_PAGE:_
··········
What I did in one of my projects to avoid blocking requests from Ad-blocker to GA. Was storing all user data (crumbs) on the front-end (in object/session) and once in 10-20 seconds pushed data to the backend with the plain Ajax request, where backend communicated with AdobeTarget and GA.

LukeTowers commented 5 years ago

@w20k do you have a source for

Side Note: For storing IPs @LukeTowers was right. You could do it, but if it's not differentiated as an exact User. And as a GDPR tip, you could store IP's, but not in the plain format - crypted version is okey

w20k commented 5 years ago

In the context of GDPR, part of securing Personal Data means employing multiple levels of protection to ensure that data is not lost, destroyed, or disclosed to unauthorized individuals. One GDPR principle for securing Personal Data is Pseudonymization, which is defined as "...the processing of personal data in such a way that the data can no longer be attributed to a specific Data Subject without the use of additional information."
··········
Coordinate annotation entries:
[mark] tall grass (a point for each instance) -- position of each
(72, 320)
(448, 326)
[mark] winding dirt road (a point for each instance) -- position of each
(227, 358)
··········
_TASK SET:_
a: According to the GDPR thread, what three outcomes should multiple levels of protection keep Personal Data from?
b: Resume the GDPR thread after its final sentence.

_ANSWER SET:_
a: Being lost, being destroyed, and being disclosed to unauthorized individuals.

b:
The processing of personal data to the extent strictly necessary and proportionate for the purposes of ensuring network and information security, i.e. the ability of a network or an information system to resist, at a given level of confidence, accidental events or unlawful or malicious actions that compromise the availability, authenticity, integrity and confidentiality of stored or transmitted personal data, and the security of the related services offered by, or accessible via, those networks and systems, by public authorities, by computer emergency response teams (CERTs), computer security incident response teams (CSIRTs), by providers of electronic communications networks and services and by providers of security technologies and services, constitutes a legitimate interest of the data controller concerned. This could, for example, include preventing unauthorized access to electronic communications networks and malicious code distribution and stopping ‘denial of service’ attacks and damage to the computer and electronic communication systems.

tools-to-anonymize-or-pseudonymize-data-are-part-of-idcs-gdpr-technology-framework-and-are-among-the-tools-which-are-underused-by-cisos-and-cdos-according-to-idcs-philip-carnelley

My bad, not encrypting, but hashing.

It's not like you can't store personal data, but all the issues that might arise from leaking Personal Data will all be yours. It's like a perfect balance, where if you want to store personal data you must make your server or services more secured.

LukeTowers commented 5 years ago

One GDPR principle for securing Personal Data is Pseudonymization

For this case of storing IP addresses not connected to any user data this would be acceptable under that principal wouldn't it?

w20k commented 5 years ago

Yep, it would be acceptable.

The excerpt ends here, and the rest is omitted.